- ESTRATTO DEL TESTO:
”LA GLOBALIZZAZIONE INTELLIGENTE” DI DANI RODRIK.
di Aldo
Vecchi
La rigorosa e
argomentata critica alla globalizzazione e dei suoi colleghi economisti da
parte di un Autore accademico e non certo anti-capitalista; i limiti delle sue
proposte correttive ed il ruolo dell’Europa.
Riassunto
– L’incapacità di spiegare le crisi da parte del pensiero economico dominante,
schiacciato sulla globalizzazione “a prescindere”. La storia dei mercati,
sempre creati da un ruolo specifico della mano pubblica. Il “trilemma”
globalizzazione/democrazia/stati nazionali, dove uno dei tre poli è sempre
incomodo. L’impossibilità di un governo mondiale e i limiti dell’esperienza
europea. Consigli per una globalizzazione ben temperata. Dubbi e
diverse opinioni del recensore.
Dani Rodrik, economista
accademico statunitense di origini turche, è divenuto abbastanza popolare
presso i “sovranisti” e gli anti-europei per le sue critiche alla
globalizzazione in parte già anticipate in un testo del 1997 e pienamente
sviluppate nel saggio del 2011 “La globalizzazione intelligente” (Laterza,
Bari, pagg. 323), rieditato nel 2014 con una ulteriore prefazione dedicata alla
crisi dell’Europa.
Il bersaglio contro cui Rodrik
lancia le sue acuminate frecce polemiche, tutte ben documentate, è il pensiero
pseudo-scientifico prevalente tra i suoi colleghi economisti che sostengono la
globalizzazione “a prescindere”, quale buona in sé, così come continuano
imperterriti ad esaltare l’automatica intelligenza dei mercati, che nel
frattempo, di crisi in crisi, combinano invece immensi guai, sfuggendo alle
presuntuose previsioni degli apprendisti stregoni delle Facoltà di
economia.

- ELENCO:
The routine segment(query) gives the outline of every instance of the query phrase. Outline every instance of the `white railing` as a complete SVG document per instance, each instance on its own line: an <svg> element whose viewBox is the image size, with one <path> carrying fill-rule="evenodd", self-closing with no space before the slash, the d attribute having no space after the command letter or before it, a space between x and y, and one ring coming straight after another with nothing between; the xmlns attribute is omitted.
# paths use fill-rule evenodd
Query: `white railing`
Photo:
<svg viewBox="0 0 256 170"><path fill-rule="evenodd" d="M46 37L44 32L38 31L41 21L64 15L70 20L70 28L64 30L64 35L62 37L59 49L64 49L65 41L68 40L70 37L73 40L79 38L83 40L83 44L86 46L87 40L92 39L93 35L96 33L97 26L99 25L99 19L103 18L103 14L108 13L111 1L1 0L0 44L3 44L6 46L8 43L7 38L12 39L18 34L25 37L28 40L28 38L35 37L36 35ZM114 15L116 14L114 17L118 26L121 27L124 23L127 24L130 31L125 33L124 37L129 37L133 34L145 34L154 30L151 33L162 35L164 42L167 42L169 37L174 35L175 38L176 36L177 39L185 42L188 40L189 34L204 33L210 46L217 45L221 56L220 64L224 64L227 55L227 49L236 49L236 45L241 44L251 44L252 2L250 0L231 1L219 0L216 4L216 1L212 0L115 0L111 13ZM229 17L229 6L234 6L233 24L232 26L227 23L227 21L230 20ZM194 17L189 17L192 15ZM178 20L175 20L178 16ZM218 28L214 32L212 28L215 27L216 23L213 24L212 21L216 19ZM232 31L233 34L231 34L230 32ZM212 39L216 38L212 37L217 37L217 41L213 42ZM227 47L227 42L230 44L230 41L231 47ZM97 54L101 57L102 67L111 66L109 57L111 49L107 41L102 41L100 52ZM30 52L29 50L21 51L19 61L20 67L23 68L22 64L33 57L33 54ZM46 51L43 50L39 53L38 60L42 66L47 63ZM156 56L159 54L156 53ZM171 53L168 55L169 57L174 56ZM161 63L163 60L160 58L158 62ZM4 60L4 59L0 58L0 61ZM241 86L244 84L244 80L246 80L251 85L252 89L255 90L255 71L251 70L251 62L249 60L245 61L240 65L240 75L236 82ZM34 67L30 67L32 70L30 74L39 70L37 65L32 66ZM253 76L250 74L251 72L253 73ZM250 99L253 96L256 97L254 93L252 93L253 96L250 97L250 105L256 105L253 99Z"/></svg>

* * *

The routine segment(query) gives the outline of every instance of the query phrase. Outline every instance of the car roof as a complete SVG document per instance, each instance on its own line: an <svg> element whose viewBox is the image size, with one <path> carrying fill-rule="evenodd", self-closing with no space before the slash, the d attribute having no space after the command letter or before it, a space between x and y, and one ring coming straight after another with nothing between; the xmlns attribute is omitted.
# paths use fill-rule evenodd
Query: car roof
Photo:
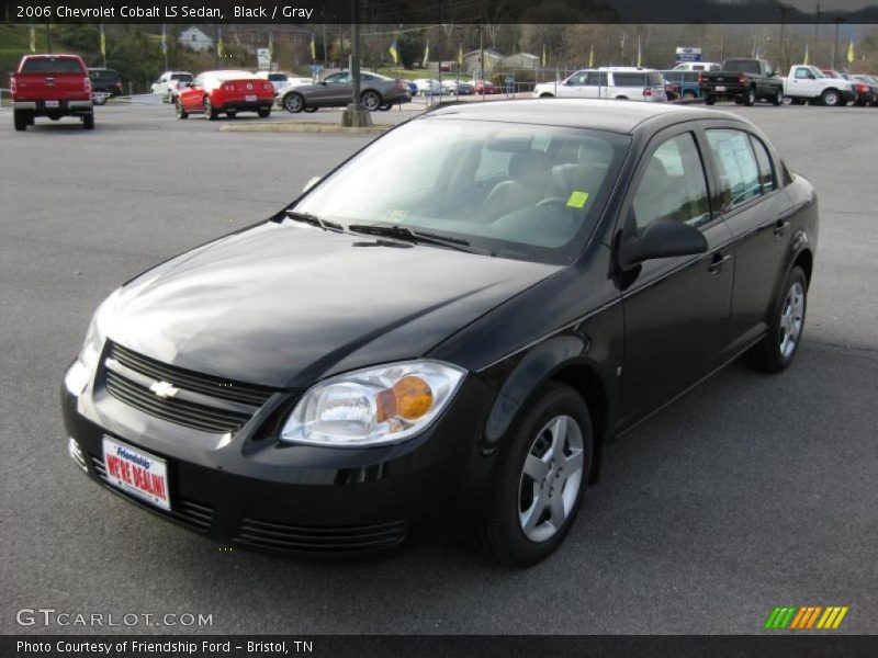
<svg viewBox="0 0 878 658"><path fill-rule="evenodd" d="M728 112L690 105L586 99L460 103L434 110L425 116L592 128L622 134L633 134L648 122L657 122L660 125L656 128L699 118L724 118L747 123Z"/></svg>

==

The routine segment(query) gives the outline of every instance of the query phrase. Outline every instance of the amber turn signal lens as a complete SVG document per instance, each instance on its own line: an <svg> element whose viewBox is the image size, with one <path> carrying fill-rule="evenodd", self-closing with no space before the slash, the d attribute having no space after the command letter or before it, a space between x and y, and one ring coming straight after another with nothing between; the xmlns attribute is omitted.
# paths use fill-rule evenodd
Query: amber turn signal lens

- OBIETTIVI:
1. Elenca i tre poli del "trilemma" nominati nell'estratto del testo.
2. Trasforma in una tabella Markdown con le colonne «Numero» e «Riga» tutto ciò che nelle voci va dalla riga contenente "of the amber" giù fino a quella contenente "Query: amber turn signal lens", entrambe incluse, tralasciando le righe vuote.

- RISPOSTE ALL'ESERCIZIO:
1. Globalizzazione, democrazia, stati nazionali.

2.
| Numero | Riga |
|---|---|
| 1 | The routine segment(query) gives the outline of every instance of the query phrase. Outline every instance of the amber turn signal lens as a complete SVG document per instance, each instance on its own line: an <svg> element whose viewBox is the image size, with one <path> carrying fill-rule="evenodd", self-closing with no space before the slash, the d attribute having no space after the command letter or before it, a space between x and y, and one ring coming straight after another with nothing between; the xmlns attribute is omitted. |
| 2 | # paths use fill-rule evenodd |
| 3 | Query: amber turn signal lens |